*** Extract to read
In some cases this will make it more difficult for landlords to evict a tenant, especially if the tenant is deliberately using dilapidations as an excuse not to pay rent and avoid eviction. Landlords need to plan ahead and prepare for such a situation.
Landlords therefore are being urged to set up basic procedures to protect themselves against accusations of retaliatory evictions.
A legal specialist Danielle Hughes has said that many landlords are leaving themselves wide open to legal claims of retaliatory eviction and property disrepair by failing to put clear processes in place to deal with tenant issues.
The introduction of laws against retaliatory evictions – in which landlords are accused of evicting a tenant solely because they have made a complaint about the condition of the property – were brought in as part of the Deregulation Act 2015. The laws currently only apply to assured shorthold tenancy agreements (ASTs) entered since October 1, 2015, but will apply to all ASTs from October 1, 2018.
According to Danielle, landlords are now at increased risk of seeing their claims for possession defeated in court as tenants gain a greater understanding of the new retaliation eviction legal defence.
She said: “Landlords may be shocked to discover that tenants could potentially successfully fight a claim for possession based on what has until recently been known as the “non-fault” eviction process.
“This defence can not only invalidate a section 21 Housing Act notice and lead to the judge striking out a claim, but can also prevent a new section 21 notice being served for six months.
“There is a particularly strong chance of this happening in cases where landlords have failed to deal effectively with complaints and have had an improvement notice or an emergency remedial action notice served on them by the local authority.”
******
▸ Actions to take
(a) Change the retaliatory eviction text by writing it out again, beginning at the words "The introduction of" and stopping after "eviction legal defence.", with "landlords" replaced by "property owners".
(b) Please arrange the rows as a numbered list with blank lines left out, beginning at the line that has "form [(67, 324)]." and stopping after the line that has "[(153, 196)]".
*** Material for this task
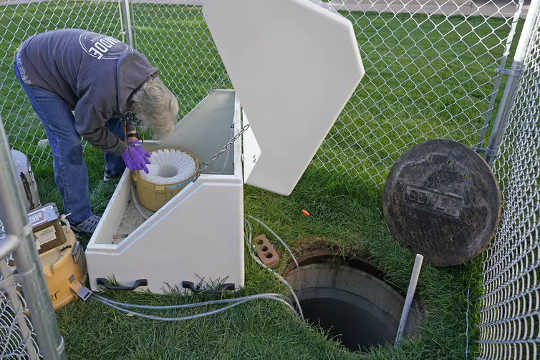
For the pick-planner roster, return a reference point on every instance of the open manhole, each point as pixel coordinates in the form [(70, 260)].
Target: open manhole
[(354, 306)]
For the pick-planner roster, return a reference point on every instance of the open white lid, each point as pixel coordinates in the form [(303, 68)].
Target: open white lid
[(294, 66)]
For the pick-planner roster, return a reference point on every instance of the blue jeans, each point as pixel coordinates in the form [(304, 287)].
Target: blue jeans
[(70, 172)]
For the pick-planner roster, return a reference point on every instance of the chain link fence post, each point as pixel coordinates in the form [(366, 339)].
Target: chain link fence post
[(127, 22), (514, 78), (29, 271), (510, 306)]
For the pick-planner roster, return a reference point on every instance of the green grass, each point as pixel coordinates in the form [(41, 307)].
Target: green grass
[(394, 107)]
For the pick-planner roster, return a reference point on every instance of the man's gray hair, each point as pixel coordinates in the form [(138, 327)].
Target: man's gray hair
[(156, 106)]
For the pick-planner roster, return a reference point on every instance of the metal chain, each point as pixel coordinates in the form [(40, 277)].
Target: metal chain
[(225, 148)]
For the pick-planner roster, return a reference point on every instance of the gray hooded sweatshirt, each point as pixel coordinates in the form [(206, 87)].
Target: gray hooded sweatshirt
[(94, 74)]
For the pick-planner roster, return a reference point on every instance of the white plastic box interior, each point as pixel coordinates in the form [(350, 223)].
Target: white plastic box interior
[(293, 65), (197, 234)]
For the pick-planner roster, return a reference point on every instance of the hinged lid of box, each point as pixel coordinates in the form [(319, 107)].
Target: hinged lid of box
[(294, 66)]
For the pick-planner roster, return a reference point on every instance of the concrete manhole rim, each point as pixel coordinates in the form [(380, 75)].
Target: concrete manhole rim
[(339, 267)]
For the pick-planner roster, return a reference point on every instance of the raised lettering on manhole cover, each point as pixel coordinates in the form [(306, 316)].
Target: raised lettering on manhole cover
[(442, 201)]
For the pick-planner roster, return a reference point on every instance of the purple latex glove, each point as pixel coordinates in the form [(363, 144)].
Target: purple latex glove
[(135, 157)]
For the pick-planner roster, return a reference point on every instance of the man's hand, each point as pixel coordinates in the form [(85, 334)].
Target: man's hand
[(135, 157)]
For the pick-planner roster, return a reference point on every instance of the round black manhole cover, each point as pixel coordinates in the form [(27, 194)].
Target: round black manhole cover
[(442, 201)]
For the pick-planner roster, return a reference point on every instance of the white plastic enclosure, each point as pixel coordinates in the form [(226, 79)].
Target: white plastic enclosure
[(197, 235), (294, 65)]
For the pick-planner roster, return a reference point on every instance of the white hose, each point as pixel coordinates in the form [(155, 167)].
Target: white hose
[(189, 317)]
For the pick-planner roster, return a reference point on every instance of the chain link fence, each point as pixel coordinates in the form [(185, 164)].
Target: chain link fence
[(510, 314), (17, 337), (434, 69)]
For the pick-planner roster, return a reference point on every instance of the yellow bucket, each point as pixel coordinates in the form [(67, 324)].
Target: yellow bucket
[(153, 196)]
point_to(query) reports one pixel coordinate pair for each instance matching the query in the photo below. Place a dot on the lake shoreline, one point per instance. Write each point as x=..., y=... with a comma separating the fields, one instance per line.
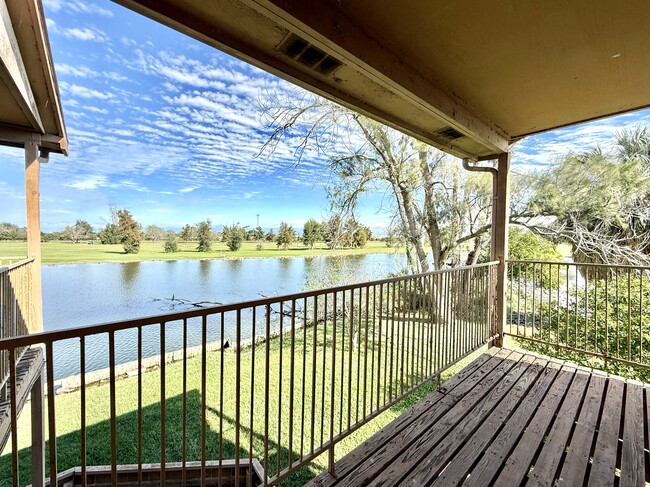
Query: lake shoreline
x=57, y=253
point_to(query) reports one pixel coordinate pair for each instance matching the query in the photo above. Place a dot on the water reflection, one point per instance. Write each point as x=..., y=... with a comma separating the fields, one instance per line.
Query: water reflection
x=204, y=269
x=130, y=271
x=86, y=294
******
▸ Outputs in order
(a)
The introduction of laws against retaliatory evictions – in which property owners are accused of evicting a tenant solely because they have made a complaint about the condition of the property – were brought in as part of the Deregulation Act 2015. The laws currently only apply to assured shorthold tenancy agreements (ASTs) entered since October 1, 2015, but will apply to all ASTs from October 1, 2018.
According to Danielle, property owners are now at increased risk of seeing their claims for possession defeated in court as tenants gain a greater understanding of the new retaliation eviction legal defence.

(b)
1. For the pick-planner roster, return a reference point on every instance of the yellow bucket, each point as pixel coordinates in the form [(67, 324)].
2. Target: yellow bucket
3. [(153, 196)]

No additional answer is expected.